• **EXERCISE SET**:
- A) Reproduce the part of the passage on the Kohelet Policy Forum's request to Benny Gantz between "The Jerusalem-based Kohelet" and "transfer to the P.A.", inclusive.
- B) Find each line in the entries that contains the string "pixels", and copy those lines.

• **QUOTED TEXT**:
+--

The Jerusalem-based Kohelet Policy Forum sent a request on Jan. 16 under Israel’s Freedom of Information Act to Israeli Defense Minister Benny Gantz, asking for information and details on his agreement to transfer hundreds of millions of shekels to the Palestinian Authority. The problem, according to Kohelet, is that such a move violates Israeli law, which directly prohibits money transfers to the P.A. as a consequence of its pay-for-slay policy that awards Palestinian terrorists with money if they kill Israelis.
In his meeting last month with P.A. leader Mahmoud Abbas, Gantz promised NIS 100 million ($31.5 million) as an advance against future tax money Israel would transfer to the P.A.
According to Kohelet, “Transferring funds as an ‘advance’ or as a ‘loan’ or labeling them with any other name cannot permit what the law prohibits, and does not confer authority on anyone, including a minister in Israel, to transfer funds.”
“We would therefore ask you to inform us where these agreements are available (if any) for public inspection,” the letter stated.

+--

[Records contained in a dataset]
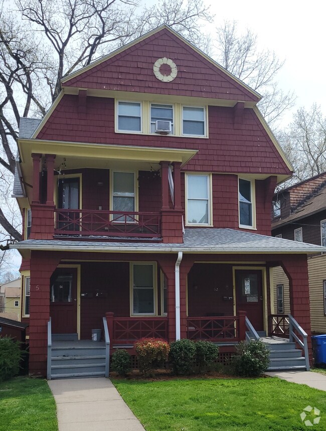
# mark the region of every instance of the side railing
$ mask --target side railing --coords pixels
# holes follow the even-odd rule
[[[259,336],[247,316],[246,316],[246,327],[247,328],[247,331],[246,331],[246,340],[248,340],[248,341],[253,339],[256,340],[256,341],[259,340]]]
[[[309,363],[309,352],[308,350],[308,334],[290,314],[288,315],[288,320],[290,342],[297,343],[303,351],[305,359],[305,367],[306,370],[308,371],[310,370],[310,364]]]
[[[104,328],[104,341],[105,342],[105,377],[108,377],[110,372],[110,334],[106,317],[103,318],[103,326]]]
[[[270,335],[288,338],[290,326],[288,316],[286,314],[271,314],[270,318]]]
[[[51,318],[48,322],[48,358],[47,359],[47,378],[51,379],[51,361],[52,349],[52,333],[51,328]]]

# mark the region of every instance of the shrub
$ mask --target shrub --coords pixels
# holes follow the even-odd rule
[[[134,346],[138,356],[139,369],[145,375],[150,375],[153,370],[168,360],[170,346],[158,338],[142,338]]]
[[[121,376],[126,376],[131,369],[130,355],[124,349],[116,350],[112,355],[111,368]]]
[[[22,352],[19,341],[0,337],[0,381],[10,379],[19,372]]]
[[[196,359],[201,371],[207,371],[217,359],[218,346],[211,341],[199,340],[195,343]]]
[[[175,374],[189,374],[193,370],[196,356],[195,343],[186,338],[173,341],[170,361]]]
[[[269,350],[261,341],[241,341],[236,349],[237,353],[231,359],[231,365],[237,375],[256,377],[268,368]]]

+--

• **SOLUTIONS PER TASK**:
- A)
The Jerusalem-based Kohelet Policy Forum sent a request on Jan. 16 under Israel’s Freedom of Information Act to Israeli Defense Minister Benny Gantz, asking for information and details on his agreement to transfer hundreds of millions of shekels to the Palestinian Authority. The problem, according to Kohelet, is that such a move violates Israeli law, which directly prohibits money transfers to the P.A. as a consequence of its pay-for-slay policy that awards Palestinian terrorists with money if they kill Israelis.
In his meeting last month with P.A. leader Mahmoud Abbas, Gantz promised NIS 100 million ($31.5 million) as an advance against future tax money Israel would transfer to the P.A.

- B)
$ mask --target side railing --coords pixels
$ mask --target shrub --coords pixels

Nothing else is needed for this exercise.